WORK TO COMPLETE: Present each line of the items below as a numbered list, skipping any blank lines and leaving the pictures out.

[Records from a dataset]
****************

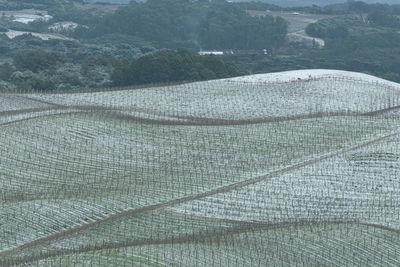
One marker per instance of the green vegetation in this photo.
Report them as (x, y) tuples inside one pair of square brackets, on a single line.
[(172, 66)]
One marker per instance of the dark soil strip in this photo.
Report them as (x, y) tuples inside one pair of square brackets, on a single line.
[(178, 201), (201, 237)]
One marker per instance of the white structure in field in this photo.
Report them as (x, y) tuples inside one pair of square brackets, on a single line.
[(216, 53)]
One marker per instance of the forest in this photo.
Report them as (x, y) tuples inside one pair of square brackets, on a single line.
[(358, 37)]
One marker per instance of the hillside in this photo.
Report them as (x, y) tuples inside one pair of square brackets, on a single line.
[(280, 169)]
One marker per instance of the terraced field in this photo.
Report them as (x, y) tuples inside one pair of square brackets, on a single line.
[(288, 169)]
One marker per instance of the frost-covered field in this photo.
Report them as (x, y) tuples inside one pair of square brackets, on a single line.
[(287, 169), (255, 97)]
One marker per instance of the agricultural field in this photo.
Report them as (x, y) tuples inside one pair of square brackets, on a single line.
[(298, 168)]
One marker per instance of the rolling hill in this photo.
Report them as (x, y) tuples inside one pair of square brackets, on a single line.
[(294, 168)]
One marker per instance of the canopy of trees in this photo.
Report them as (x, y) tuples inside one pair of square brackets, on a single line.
[(184, 23), (172, 66)]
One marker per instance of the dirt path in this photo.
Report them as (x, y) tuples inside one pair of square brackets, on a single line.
[(207, 236), (173, 202)]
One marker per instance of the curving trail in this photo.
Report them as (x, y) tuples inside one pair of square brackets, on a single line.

****************

PROBLEM SOLUTION:
1. One marker per instance of the green vegetation in this photo.
2. Report them as (x, y) tuples inside one pair of square brackets, on a single line.
3. [(172, 66)]
4. One marker per instance of the dark soil strip in this photo.
5. Report them as (x, y) tuples inside one pair of square brackets, on a single line.
6. [(178, 201), (201, 237)]
7. One marker per instance of the white structure in field in this photo.
8. Report them as (x, y) tuples inside one pair of square brackets, on a single line.
9. [(216, 53)]
10. One marker per instance of the forest in this photo.
11. Report them as (x, y) tuples inside one pair of square brackets, on a single line.
12. [(358, 37)]
13. One marker per instance of the hillside in this photo.
14. Report them as (x, y) tuples inside one pair of square brackets, on a single line.
15. [(280, 169)]
16. One marker per instance of the terraced field in this photo.
17. Report them as (x, y) tuples inside one pair of square brackets, on a single line.
18. [(288, 169)]
19. One marker per instance of the frost-covered field in this photo.
20. Report them as (x, y) tuples inside one pair of square brackets, on a single line.
21. [(287, 169), (255, 97)]
22. One marker per instance of the agricultural field in this photo.
23. Report them as (x, y) tuples inside one pair of square brackets, on a single line.
24. [(298, 168)]
25. One marker per instance of the rolling hill in this photo.
26. Report them as (x, y) tuples inside one pair of square brackets, on a single line.
27. [(294, 168)]
28. One marker per instance of the canopy of trees in this photo.
29. Report them as (x, y) tuples inside one pair of square brackets, on a single line.
30. [(184, 23), (172, 66)]
31. One marker per instance of the dirt path in this photo.
32. Report them as (x, y) tuples inside one pair of square brackets, on a single line.
33. [(207, 236), (173, 202)]
34. One marker per instance of the curving trail in this photo.
35. Report them as (x, y) tuples inside one pair of square brackets, on a single line.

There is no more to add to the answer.